## Referring expression data

--*--

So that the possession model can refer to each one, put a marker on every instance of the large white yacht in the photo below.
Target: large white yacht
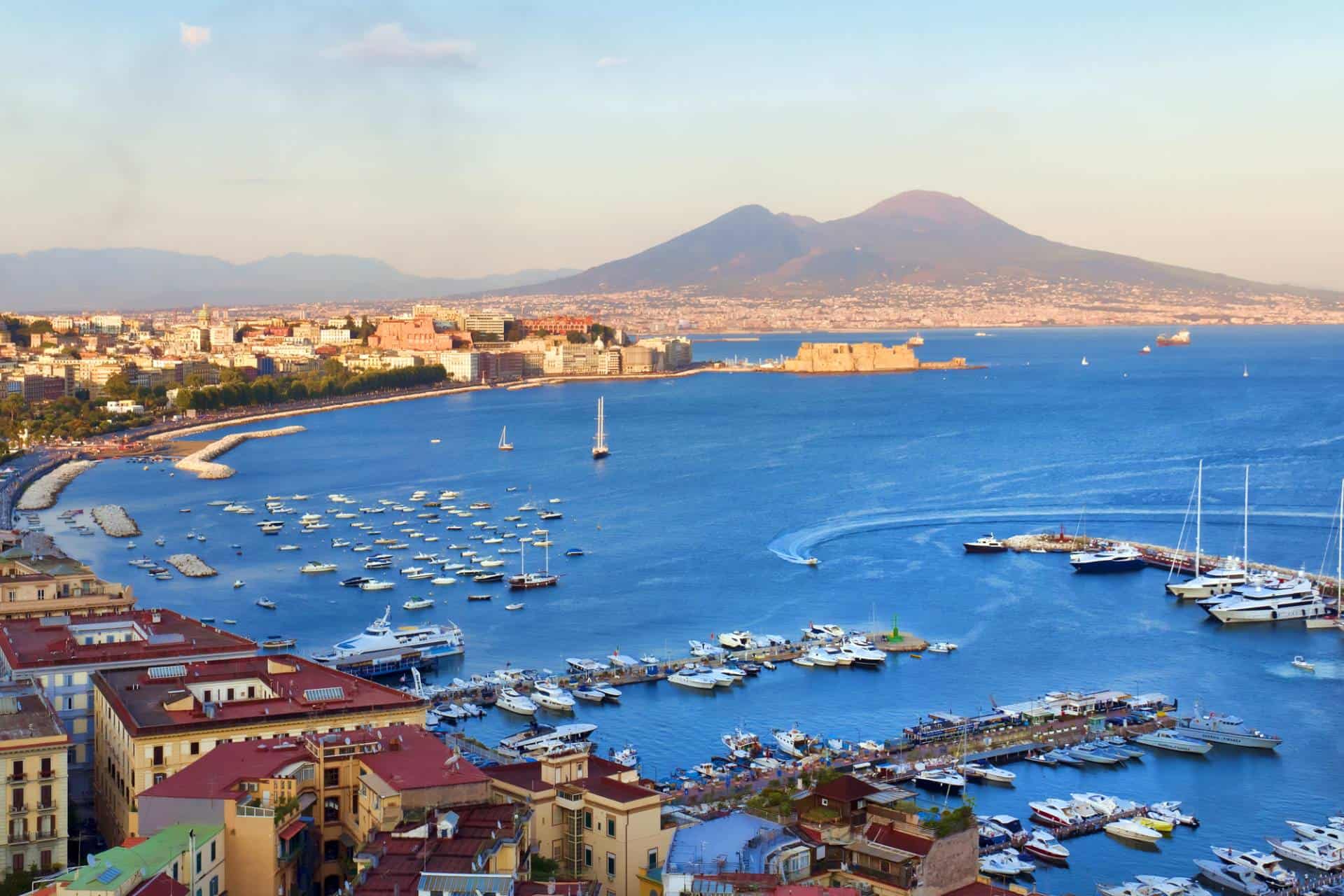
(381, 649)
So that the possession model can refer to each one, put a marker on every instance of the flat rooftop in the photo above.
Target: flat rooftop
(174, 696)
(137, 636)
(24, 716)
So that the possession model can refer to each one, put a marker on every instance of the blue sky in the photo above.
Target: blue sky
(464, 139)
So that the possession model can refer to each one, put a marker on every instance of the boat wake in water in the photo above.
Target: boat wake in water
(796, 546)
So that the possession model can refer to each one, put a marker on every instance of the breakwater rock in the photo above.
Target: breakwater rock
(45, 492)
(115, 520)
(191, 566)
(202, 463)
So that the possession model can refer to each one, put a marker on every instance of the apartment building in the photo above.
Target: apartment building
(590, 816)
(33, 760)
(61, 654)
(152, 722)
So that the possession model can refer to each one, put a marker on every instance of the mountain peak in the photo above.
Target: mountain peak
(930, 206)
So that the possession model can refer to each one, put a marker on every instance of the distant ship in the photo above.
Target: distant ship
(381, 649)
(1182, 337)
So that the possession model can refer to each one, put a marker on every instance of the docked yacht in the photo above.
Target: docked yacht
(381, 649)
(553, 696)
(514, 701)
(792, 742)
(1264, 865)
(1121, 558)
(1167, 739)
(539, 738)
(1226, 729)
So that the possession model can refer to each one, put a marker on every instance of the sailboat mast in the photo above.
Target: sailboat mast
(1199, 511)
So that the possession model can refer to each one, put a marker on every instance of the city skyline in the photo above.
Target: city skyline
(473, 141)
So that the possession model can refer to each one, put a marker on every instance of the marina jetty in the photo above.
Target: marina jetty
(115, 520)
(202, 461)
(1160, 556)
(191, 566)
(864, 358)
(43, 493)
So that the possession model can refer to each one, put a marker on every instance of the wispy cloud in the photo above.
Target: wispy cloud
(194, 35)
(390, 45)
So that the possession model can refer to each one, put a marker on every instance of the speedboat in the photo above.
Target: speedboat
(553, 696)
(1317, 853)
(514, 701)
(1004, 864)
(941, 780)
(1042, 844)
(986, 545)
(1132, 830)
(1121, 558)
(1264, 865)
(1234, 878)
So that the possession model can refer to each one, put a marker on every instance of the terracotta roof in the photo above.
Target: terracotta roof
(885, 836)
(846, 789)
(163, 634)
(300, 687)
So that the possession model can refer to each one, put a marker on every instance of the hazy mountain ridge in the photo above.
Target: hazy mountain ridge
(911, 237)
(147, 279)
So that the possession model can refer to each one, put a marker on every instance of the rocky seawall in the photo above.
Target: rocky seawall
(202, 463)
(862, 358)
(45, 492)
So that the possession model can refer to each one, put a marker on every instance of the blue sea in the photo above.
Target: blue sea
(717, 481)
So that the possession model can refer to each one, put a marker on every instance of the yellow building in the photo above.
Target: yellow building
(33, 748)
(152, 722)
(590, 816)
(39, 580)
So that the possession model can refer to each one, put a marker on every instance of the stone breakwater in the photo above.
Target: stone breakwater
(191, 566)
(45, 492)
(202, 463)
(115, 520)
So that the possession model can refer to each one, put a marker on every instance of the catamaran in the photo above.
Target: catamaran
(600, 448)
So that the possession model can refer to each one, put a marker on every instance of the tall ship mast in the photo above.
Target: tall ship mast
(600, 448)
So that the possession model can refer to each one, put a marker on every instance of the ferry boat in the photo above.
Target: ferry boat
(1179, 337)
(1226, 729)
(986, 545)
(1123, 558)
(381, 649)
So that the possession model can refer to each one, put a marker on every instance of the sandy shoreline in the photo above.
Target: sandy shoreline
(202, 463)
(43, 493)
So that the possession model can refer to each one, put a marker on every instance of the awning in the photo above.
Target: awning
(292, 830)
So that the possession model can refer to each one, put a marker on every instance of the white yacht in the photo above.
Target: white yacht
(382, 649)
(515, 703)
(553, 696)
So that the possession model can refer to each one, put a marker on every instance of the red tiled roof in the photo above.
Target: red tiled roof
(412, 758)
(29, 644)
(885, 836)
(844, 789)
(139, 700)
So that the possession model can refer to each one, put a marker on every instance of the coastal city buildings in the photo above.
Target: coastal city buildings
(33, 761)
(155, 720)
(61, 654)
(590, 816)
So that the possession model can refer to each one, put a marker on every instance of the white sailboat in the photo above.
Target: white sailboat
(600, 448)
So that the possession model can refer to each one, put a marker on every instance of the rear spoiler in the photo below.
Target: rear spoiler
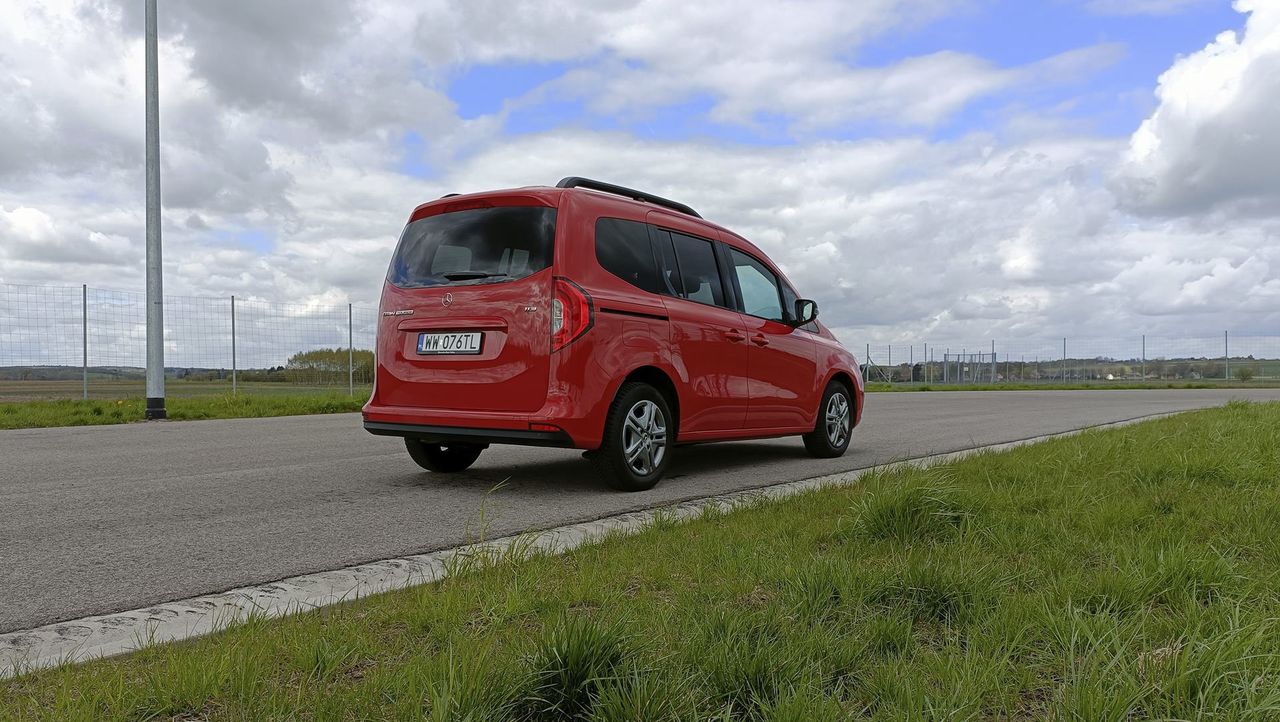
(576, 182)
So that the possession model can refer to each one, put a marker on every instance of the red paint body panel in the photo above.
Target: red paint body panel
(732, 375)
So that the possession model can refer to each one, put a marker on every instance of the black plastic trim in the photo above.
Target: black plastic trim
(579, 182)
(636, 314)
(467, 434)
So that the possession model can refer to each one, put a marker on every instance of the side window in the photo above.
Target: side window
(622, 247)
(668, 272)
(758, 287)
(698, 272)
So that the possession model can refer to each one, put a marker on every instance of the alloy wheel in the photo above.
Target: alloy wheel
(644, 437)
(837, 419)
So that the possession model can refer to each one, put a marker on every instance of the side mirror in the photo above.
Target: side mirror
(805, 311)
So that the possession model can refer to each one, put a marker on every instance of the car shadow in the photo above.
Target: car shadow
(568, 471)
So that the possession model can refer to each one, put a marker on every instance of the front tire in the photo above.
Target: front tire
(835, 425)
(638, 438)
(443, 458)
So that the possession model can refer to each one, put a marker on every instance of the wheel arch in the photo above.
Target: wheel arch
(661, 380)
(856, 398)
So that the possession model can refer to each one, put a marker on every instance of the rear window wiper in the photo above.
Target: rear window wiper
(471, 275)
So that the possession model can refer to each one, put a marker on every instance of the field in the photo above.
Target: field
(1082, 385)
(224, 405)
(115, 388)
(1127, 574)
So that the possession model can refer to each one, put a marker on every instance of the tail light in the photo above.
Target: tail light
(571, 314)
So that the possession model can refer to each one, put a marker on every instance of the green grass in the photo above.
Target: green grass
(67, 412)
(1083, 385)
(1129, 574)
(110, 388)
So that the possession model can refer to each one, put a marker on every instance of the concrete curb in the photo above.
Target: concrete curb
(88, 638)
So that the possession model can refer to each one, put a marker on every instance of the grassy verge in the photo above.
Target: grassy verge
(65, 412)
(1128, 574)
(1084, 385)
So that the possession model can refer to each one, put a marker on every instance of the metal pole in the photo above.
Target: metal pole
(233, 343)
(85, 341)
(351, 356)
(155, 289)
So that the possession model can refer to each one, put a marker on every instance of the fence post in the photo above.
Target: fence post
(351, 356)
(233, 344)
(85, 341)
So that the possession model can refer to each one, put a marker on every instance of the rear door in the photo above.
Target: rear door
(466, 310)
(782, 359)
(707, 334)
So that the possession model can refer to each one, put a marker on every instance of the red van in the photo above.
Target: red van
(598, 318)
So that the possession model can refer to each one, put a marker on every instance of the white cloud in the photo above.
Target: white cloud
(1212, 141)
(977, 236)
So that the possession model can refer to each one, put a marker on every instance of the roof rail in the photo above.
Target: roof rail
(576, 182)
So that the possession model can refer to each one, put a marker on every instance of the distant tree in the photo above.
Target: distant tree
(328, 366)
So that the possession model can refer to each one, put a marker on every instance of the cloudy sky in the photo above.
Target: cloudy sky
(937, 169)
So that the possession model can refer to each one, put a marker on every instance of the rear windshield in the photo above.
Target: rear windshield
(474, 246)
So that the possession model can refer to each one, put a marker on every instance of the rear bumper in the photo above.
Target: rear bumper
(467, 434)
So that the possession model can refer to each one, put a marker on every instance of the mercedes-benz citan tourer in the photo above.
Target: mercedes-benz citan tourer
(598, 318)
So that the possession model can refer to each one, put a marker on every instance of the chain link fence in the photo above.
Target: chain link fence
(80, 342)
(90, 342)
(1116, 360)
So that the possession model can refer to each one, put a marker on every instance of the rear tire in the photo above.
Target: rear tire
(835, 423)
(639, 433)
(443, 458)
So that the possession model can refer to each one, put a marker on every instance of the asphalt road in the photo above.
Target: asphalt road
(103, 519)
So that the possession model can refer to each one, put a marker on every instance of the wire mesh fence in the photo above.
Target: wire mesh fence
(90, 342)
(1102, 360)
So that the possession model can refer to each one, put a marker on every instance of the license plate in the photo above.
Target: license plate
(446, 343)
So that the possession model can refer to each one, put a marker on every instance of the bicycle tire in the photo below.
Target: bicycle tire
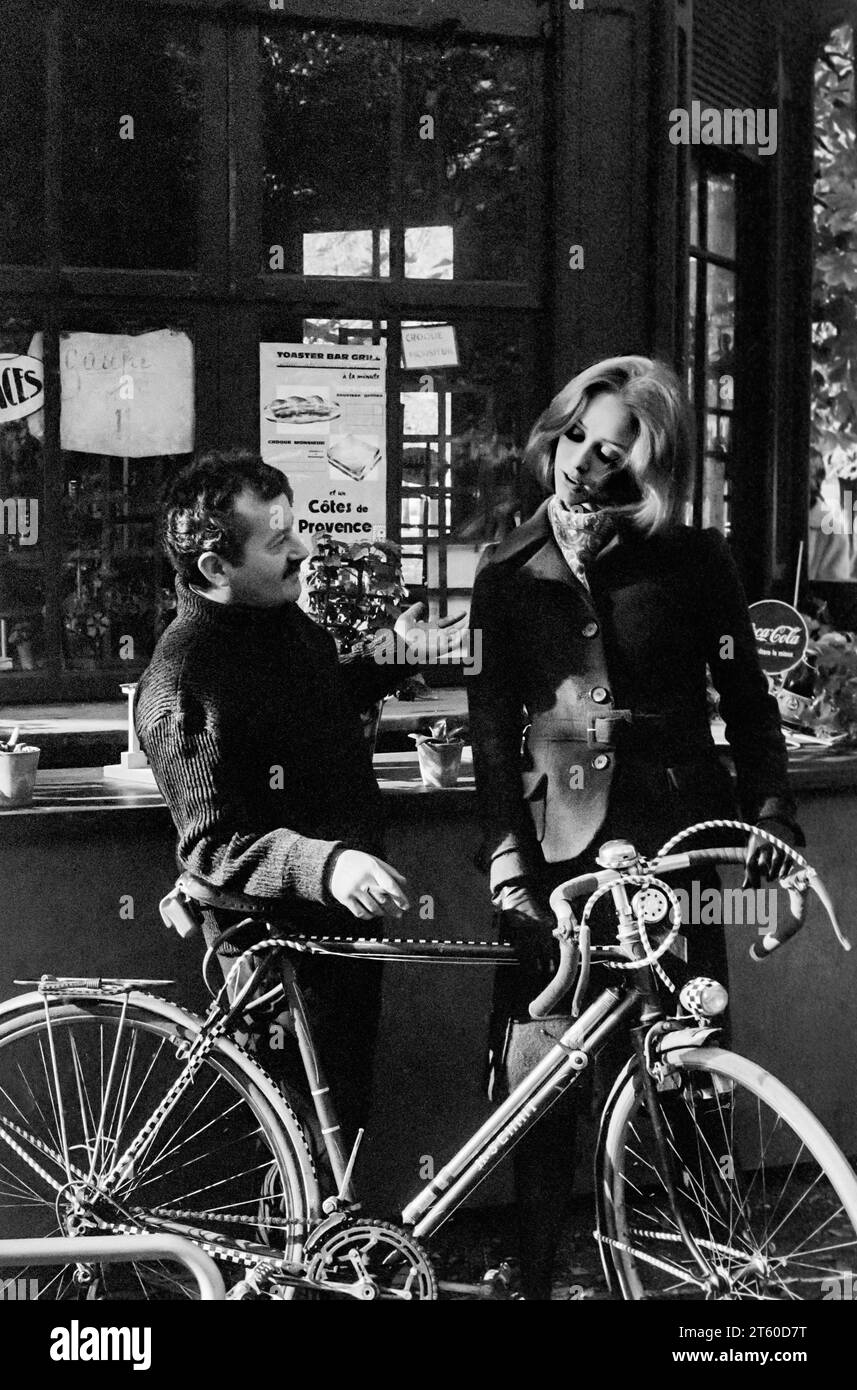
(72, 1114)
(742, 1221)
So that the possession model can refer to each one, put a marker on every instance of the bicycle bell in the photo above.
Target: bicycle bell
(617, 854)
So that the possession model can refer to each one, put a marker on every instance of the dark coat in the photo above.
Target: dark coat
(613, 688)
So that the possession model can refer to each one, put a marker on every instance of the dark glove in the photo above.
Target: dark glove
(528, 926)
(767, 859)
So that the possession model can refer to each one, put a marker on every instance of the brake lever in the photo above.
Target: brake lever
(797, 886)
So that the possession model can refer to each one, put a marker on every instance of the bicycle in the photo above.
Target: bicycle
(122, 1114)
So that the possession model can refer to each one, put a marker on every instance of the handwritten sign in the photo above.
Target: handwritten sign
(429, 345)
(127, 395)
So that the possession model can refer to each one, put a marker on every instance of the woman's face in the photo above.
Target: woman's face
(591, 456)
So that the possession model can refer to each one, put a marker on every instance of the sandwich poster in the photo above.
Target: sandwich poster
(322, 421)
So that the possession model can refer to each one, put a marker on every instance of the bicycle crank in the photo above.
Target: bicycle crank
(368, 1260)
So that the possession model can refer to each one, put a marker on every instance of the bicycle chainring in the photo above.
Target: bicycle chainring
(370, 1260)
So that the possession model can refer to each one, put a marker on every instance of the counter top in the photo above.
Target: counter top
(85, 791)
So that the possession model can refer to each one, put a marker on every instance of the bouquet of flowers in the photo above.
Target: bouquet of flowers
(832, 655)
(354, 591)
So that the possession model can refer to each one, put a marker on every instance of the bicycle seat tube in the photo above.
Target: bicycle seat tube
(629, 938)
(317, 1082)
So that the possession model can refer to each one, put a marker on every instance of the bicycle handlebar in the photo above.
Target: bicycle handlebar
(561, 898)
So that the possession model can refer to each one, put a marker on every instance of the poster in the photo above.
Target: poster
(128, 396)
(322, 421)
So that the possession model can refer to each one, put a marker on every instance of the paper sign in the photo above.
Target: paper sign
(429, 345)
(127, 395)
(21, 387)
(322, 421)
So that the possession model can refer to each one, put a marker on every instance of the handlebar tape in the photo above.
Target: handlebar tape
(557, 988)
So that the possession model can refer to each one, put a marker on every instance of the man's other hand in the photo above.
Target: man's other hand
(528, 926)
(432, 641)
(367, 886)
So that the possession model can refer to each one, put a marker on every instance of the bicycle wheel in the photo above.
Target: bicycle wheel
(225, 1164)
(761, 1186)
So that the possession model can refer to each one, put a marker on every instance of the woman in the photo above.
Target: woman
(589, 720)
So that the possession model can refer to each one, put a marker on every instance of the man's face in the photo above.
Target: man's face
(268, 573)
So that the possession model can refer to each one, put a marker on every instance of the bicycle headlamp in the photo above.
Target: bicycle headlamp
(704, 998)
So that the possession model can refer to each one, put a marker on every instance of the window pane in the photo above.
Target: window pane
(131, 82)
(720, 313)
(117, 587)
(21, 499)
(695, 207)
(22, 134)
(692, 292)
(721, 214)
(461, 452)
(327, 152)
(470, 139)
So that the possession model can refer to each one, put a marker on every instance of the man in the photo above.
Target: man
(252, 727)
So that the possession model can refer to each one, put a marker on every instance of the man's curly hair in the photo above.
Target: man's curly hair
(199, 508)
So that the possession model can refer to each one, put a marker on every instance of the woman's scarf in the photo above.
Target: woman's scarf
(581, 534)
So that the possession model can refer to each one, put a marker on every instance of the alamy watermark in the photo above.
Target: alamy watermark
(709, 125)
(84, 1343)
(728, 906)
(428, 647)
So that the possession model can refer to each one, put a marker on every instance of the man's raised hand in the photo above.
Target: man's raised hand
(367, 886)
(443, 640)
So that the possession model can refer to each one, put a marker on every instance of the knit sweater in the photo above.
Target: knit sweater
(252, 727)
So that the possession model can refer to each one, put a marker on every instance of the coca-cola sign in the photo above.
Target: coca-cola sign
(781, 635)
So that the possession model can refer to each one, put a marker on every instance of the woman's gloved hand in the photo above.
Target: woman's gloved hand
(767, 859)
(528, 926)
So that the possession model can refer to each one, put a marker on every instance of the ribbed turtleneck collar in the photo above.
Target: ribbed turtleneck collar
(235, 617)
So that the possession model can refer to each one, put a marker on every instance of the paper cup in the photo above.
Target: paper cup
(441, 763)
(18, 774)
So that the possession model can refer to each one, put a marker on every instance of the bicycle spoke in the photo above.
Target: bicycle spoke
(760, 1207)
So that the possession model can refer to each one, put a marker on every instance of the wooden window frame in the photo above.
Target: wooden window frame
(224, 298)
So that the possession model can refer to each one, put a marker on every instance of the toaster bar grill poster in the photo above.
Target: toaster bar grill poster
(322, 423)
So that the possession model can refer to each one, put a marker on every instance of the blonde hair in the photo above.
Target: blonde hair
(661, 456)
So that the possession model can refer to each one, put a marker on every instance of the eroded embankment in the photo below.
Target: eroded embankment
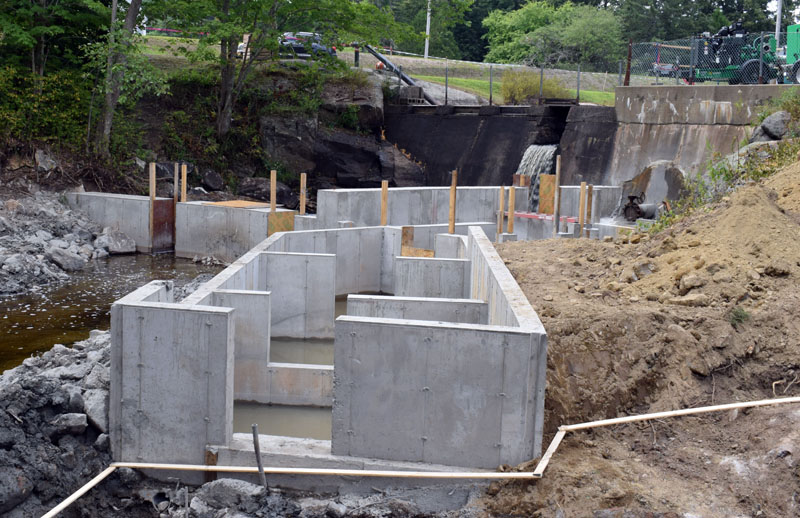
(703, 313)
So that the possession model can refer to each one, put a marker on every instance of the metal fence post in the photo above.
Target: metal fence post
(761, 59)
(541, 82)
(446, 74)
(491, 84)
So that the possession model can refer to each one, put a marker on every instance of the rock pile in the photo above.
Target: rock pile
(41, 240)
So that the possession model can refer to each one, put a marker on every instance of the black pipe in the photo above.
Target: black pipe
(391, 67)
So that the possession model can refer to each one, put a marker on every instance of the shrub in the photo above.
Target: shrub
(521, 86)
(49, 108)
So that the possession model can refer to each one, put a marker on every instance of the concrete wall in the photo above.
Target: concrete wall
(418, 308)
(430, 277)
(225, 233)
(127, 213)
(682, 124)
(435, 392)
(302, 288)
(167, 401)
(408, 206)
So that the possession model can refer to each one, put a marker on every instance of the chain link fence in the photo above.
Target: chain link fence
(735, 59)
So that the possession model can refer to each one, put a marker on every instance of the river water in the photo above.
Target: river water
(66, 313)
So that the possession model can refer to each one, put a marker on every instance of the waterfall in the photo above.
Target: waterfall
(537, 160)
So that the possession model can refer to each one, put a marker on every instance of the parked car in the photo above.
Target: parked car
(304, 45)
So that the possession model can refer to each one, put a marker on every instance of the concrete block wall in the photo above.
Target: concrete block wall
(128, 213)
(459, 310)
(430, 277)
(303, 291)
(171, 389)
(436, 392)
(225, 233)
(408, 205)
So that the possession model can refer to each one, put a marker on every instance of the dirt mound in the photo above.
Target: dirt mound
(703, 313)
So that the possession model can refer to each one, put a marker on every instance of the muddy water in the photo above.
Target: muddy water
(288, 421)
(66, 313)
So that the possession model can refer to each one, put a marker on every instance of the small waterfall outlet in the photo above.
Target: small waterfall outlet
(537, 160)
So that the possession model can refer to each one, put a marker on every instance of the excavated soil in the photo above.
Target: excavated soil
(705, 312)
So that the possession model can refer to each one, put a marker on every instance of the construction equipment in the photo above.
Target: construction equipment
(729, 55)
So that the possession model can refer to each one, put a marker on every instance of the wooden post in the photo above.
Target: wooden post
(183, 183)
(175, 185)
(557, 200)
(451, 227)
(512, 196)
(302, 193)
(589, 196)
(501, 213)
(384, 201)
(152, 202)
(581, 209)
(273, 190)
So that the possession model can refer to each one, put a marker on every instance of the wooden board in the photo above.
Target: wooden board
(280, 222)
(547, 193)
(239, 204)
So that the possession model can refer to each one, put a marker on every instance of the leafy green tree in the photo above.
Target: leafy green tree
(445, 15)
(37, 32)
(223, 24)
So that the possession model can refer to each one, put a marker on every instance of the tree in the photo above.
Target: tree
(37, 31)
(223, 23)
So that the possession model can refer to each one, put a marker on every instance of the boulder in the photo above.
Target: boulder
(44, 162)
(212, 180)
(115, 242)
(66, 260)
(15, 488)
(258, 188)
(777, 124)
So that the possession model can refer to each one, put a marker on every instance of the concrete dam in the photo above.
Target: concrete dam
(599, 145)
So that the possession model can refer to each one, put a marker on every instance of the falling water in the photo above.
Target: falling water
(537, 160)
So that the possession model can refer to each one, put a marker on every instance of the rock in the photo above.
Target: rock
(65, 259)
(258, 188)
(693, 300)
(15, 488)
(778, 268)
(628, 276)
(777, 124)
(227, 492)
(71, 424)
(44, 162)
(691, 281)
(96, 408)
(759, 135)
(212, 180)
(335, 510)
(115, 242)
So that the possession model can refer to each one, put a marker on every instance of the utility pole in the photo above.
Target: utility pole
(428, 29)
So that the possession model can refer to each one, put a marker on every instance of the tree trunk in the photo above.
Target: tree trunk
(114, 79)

--*--

## YOUR TASK
Look back at the entries above. Retype the line with "soil in the photo above.", the line with "utility pole in the photo above.", and all lines in between.

## TASK RESPONSE
So that the possession model can refer to each one, put a marker on every instance of the excavated soil in the photo above.
Target: excavated soil
(705, 312)
So that the possession model can refer to each one, put a marker on every instance of the construction equipment in the photo above.
Target: construction equipment
(729, 55)
So that the possession model can refer to each one, put a marker on every instance of the wooden post in the photo above.
Target: wooden post
(183, 183)
(175, 185)
(557, 200)
(451, 227)
(512, 196)
(302, 193)
(589, 196)
(501, 213)
(384, 201)
(152, 202)
(581, 209)
(273, 190)
So that the possession model can refer to each one, put a marker on every instance of the wooden board in the photo above.
Target: wooden board
(280, 222)
(547, 193)
(239, 204)
So that the possession model can refer to each one, put a marker on every instance of the leafy green tree in the photo above.
Target: leafy green tree
(445, 15)
(37, 32)
(223, 24)
So that the possession model can refer to each one, put a marker on every instance of the tree in the photo above.
Target: tree
(37, 31)
(223, 23)
So that the possession model can refer to each one, put a marker on every instance of the boulder in the photo above.
Target: boulder
(44, 162)
(212, 180)
(115, 242)
(66, 260)
(15, 488)
(258, 188)
(777, 124)
So that the possession model can refer to each one, put a marker on every instance of the concrete dam in the photo above.
Target: concrete dam
(599, 145)
So that the possession model can refer to each one, put a marker on every instance of the falling water in the photo above.
Target: falling water
(537, 160)
So that the possession model can refer to each one, put a marker on every instance of the rock in the photo above.
Target: rock
(65, 259)
(258, 188)
(693, 300)
(15, 488)
(778, 268)
(628, 276)
(777, 124)
(227, 492)
(71, 424)
(44, 162)
(691, 281)
(96, 408)
(759, 135)
(212, 180)
(335, 510)
(115, 242)
So that the possession model can refer to each one, put a marker on every instance of the utility pole in the photo above.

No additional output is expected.